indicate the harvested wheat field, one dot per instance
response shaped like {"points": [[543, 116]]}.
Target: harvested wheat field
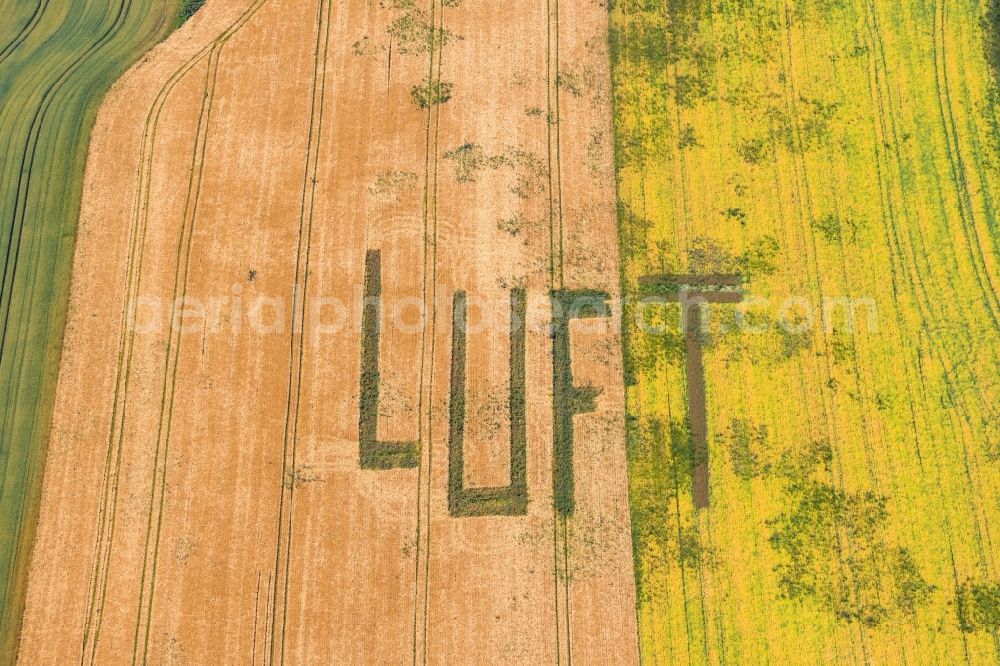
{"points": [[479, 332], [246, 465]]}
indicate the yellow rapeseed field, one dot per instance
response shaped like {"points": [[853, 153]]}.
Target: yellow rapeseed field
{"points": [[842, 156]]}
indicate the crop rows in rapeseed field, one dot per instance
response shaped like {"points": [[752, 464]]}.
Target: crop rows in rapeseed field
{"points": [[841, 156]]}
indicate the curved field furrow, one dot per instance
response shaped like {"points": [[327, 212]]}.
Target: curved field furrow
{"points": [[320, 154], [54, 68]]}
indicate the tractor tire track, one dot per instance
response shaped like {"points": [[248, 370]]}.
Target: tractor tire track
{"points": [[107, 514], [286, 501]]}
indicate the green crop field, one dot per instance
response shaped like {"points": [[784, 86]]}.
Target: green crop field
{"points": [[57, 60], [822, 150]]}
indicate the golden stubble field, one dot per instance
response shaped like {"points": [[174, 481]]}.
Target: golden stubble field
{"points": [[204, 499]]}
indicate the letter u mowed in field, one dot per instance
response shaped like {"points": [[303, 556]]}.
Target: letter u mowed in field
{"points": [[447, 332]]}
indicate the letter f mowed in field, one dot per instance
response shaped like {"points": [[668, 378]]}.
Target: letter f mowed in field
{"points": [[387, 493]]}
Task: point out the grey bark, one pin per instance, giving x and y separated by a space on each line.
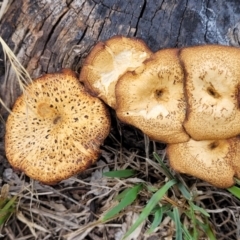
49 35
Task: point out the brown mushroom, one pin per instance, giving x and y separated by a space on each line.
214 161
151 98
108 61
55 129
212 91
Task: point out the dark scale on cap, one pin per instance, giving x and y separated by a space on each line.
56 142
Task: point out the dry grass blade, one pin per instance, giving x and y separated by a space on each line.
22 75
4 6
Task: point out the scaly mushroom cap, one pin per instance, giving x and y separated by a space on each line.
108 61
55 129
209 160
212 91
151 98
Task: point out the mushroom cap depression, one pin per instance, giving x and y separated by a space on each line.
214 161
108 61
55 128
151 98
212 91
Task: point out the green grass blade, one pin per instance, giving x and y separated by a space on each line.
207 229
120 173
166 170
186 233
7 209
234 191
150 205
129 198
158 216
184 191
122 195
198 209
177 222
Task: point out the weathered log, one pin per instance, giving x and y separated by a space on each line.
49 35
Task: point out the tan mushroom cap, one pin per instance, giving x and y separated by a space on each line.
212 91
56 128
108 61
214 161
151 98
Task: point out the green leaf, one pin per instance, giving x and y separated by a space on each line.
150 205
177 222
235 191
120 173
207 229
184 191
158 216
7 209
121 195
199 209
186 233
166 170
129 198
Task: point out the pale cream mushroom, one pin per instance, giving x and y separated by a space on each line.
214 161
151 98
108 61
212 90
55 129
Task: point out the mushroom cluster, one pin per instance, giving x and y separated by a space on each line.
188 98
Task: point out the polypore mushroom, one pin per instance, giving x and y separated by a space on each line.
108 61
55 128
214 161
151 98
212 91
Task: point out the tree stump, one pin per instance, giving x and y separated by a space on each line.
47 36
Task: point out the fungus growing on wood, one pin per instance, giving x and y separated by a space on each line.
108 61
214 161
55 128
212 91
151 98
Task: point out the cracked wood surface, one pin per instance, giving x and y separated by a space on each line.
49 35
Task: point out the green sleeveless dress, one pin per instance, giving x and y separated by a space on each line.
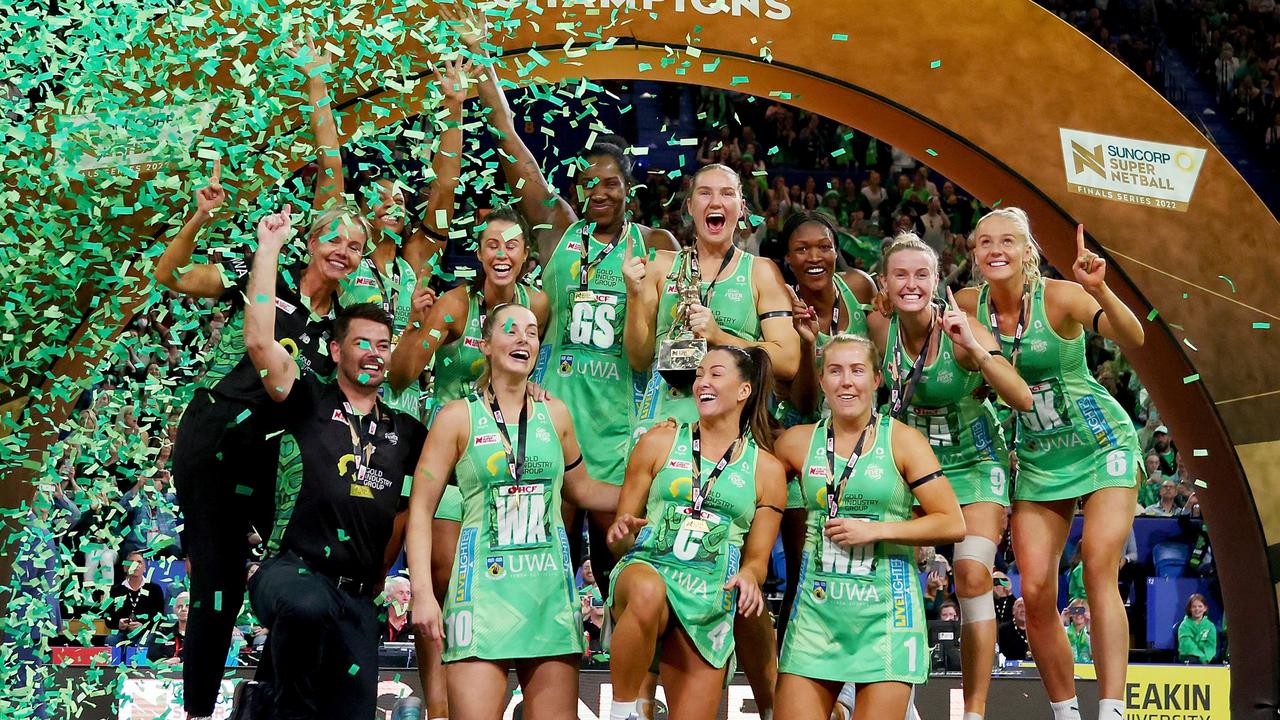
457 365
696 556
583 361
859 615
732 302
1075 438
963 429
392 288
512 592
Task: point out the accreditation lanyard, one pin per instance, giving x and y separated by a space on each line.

Problem to work on
Can you copy every line of the data from the one containing "Task: point out the fungus" through the end of the data, inclusive, shifting each answer coordinate up by 65 and leaving out the pictures?

Worked answer
Task: point out the fungus growing on wood, one pin per instance, giving x and y separated by a space on each line.
173 126
279 226
120 193
277 156
216 163
Task: point out the cracked wood surface, one pin per instance, giving x and y separated by a space on each line.
114 100
Task: point out the green sleeveless dress, one pin per instance, giving x and y separated by a space on each line.
522 430
761 621
648 426
924 680
797 367
1140 503
1028 494
457 353
577 657
Task: point out the accreditation lanyard, one pin per instance, giving x and y separated by a space on each line.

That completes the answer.